## TASK INSTRUCTIONS
Would you retype the records below exactly as they appear?

## INFORMATION SHOWN
Segment Open

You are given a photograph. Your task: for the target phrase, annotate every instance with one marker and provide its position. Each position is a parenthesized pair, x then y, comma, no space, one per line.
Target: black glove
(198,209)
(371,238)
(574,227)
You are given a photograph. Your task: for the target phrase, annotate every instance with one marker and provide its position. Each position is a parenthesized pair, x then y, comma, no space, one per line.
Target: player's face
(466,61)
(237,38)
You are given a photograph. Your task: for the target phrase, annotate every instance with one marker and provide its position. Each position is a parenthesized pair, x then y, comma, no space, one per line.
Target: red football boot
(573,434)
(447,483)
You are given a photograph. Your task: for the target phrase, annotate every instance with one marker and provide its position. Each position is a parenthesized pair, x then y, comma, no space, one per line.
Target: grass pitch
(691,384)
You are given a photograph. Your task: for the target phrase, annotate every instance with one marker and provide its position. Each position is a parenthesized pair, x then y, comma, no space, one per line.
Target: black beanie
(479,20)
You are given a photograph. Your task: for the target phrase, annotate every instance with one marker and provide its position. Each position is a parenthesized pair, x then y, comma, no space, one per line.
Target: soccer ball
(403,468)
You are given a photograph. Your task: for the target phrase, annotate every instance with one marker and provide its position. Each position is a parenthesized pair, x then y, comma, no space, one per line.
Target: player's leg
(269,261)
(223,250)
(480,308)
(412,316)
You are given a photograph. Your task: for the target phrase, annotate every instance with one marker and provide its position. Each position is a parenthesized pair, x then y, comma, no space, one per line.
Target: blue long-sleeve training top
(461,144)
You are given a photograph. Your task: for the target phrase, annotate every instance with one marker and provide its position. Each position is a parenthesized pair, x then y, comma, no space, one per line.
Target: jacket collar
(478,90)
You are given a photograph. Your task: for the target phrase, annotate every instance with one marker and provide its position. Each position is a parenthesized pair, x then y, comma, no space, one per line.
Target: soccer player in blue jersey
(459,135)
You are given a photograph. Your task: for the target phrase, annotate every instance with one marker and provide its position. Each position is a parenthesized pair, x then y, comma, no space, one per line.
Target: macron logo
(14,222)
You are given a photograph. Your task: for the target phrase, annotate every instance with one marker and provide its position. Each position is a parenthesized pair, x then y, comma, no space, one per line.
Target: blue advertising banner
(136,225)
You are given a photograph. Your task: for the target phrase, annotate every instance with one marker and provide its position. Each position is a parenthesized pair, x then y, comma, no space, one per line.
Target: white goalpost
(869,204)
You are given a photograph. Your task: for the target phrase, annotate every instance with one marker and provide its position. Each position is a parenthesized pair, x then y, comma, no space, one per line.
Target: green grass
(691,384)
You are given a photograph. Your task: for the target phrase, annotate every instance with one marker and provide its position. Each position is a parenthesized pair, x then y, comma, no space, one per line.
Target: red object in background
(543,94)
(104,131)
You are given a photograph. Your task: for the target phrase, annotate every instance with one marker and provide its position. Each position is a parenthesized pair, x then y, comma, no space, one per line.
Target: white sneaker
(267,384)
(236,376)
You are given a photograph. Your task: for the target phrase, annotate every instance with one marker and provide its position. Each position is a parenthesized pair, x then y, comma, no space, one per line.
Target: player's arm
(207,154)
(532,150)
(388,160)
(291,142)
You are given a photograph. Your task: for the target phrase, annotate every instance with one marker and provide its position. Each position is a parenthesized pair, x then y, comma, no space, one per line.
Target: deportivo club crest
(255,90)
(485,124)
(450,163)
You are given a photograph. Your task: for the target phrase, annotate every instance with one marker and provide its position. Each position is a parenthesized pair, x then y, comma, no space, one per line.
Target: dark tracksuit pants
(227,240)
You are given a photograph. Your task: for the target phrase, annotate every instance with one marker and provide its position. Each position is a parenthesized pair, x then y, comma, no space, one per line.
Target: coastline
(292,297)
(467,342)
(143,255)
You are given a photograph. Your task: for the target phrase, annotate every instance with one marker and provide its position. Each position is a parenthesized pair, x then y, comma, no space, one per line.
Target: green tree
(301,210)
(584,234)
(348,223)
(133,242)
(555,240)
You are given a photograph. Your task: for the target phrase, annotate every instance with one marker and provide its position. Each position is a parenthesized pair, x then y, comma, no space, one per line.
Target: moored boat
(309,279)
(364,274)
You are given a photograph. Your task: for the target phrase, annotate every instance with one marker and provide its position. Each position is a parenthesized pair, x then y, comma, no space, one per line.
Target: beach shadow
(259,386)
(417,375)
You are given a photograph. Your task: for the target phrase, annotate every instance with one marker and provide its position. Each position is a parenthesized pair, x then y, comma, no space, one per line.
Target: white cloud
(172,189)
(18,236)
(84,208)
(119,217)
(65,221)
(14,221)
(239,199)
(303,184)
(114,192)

Segment Closed

## OUTPUT
You are given a photograph. Your task: for the target phrase, annotate every instance with one marker and provide its position. Each position is a parenthesized pair, x then y, comma, no space, one per line.
Target: black glove
(198,209)
(371,238)
(574,227)
You are given a photograph. Your task: for the target phrase, annotate every instance with one marker and provide its position. Each position is a parenthesized pair, x then y, comma, no space, one per line.
Target: player's face
(466,61)
(237,38)
You are given a photograph. Your task: for the target phrase, annotate every instance with one marker and provide its position. Each position is a parenthesized pair, x then y, comma, no space, one per line.
Target: red football boot
(573,434)
(447,483)
You are given a photograph. Your task: for the target phrase, annotate every instance with one marker and provide its position. Each position is a parenthesized pair, x then y, comma, no space, one per line.
Target: grass pitch
(691,384)
You are given a photograph. Your task: for the target phrase, annotate every instance with one marker and provide its position. Each position is a parenthesized pair, x then y, comma, no space, one per line.
Target: black beanie
(479,20)
You are given a photograph. Your task: for the target phrase, annotate every instance with one marker and provide its position. Each position is a parenthesized pair, x then y, comma, no space, one per line.
Target: soccer ball
(403,468)
You are given a photograph. Your task: for the target phrase, annotate every instance with one marker and provide its position. Each position is a parenthesized pair, x then y, comma, no space, one per line.
Target: player's leg
(269,261)
(223,250)
(480,308)
(412,316)
You are given a photograph. Your task: for the target phrase, annotate every instance with one marker and provide its position. Each position is a parenthesized pair, x then y, comma, no space, one per line.
Target: blue long-sleeve training top
(461,144)
You are given a photograph. Your task: for the target phrase, annotate every instance with one marker and provide its position. Each position is a parenthesized pair, x then y, comma, no space, one per line.
Target: jacket collar
(478,90)
You are given a photograph. Your task: for the target phrase, annotate every instance with one marker and provide its position. Each position is a parenthesized pair, x then y, comma, no space, one per line.
Target: soccer player in blue jersey
(459,135)
You are given a photograph. Your task: for the target phrase, annotate every instance with one marker and provide its position. Each position is a parenthesized pair, x then y, comma, no space, one per line.
Target: macron logo
(14,222)
You are given a photograph. Your task: for the target phrase, annotate every instance with one marker and provide its position. Each position is a parenthesized pair, x then y, comma, no space, one per line.
Target: blue advertising banner
(136,225)
You are given a photograph. Your task: for the target phrase, annotate every instance with one marker and provide its position. Each position is a parenthesized pair, x then y, comma, no space, one per line.
Target: white goalpost
(869,204)
You are given a photograph. Your task: for the target phrase, annotate every instance with one marker and provide its position. Each position is a parenthesized pair, x then y, comma, no space, one per line.
Target: green grass
(691,384)
You are given a photograph. Your task: for the target phrase, annotate every instance with one marker and provide its position. Each position is a parenthesized pair, x then y, comma, no space, one per line.
Target: red object in background
(543,94)
(104,131)
You are given a photograph. Your task: for the target phrase, annotate every instance with one marker and provide its position. Each position is a parenthesized pair, x then y, comma, no space, one per line.
Target: white sneaker
(267,384)
(236,376)
You are given a photograph. Your task: for the target phrase, annotate every instance with one marker and provide its position. Each position is a parenthesized pair, x then y, comma, no space, one per line.
Target: player's arm
(207,154)
(532,150)
(388,160)
(291,142)
You are given a photograph. Your task: for the target phrase, annotate every instance with one marker and provide its position. Each position is a parenthesized pair, x then y, comma, no space, one per line.
Target: deportivo club crest
(255,90)
(485,124)
(450,163)
You are given a photograph. Your task: for the target phrase, annotate every instance with one marker and provide its position. Each position is a parenthesized pair, x then y, comma, no space, one per line.
Target: dark tracksuit pants
(227,240)
You are given a photograph. Your task: for the target phrase, annotate every instance with one marker and provide its position. Each position is a parenthesized pair, x then y, comma, no space, one per line.
Target: coastline
(292,297)
(467,342)
(143,255)
You are given a photograph. Your task: for the target phrase, annotate every instance with one marker and provide its position. Each position is a parenthesized pair, x then y, comma, no space, one per line.
Target: green tree
(301,210)
(584,234)
(348,223)
(133,242)
(555,240)
You are given a photograph. Your task: for the target phrase, annotate every instance with one marker and provide its position. Each position is a parenthesized pair, x then y, comma, no space, one per line.
Target: moored boat
(309,279)
(364,274)
You are given a photograph. Your task: for the target phrase, annotate every instance with one marker and provide its position. Each position is a parenthesized pair, x then y, comma, no space, one per line.
Target: beach shadow
(259,386)
(417,375)
You are given a photograph. Your task: for the target phrase, annotate every instance with one marker and provide its position. Each position is a parenthesized pair, x then y, comma, no space, one per line.
Target: white cloud
(172,189)
(18,236)
(84,208)
(119,217)
(65,221)
(14,221)
(239,199)
(303,184)
(114,192)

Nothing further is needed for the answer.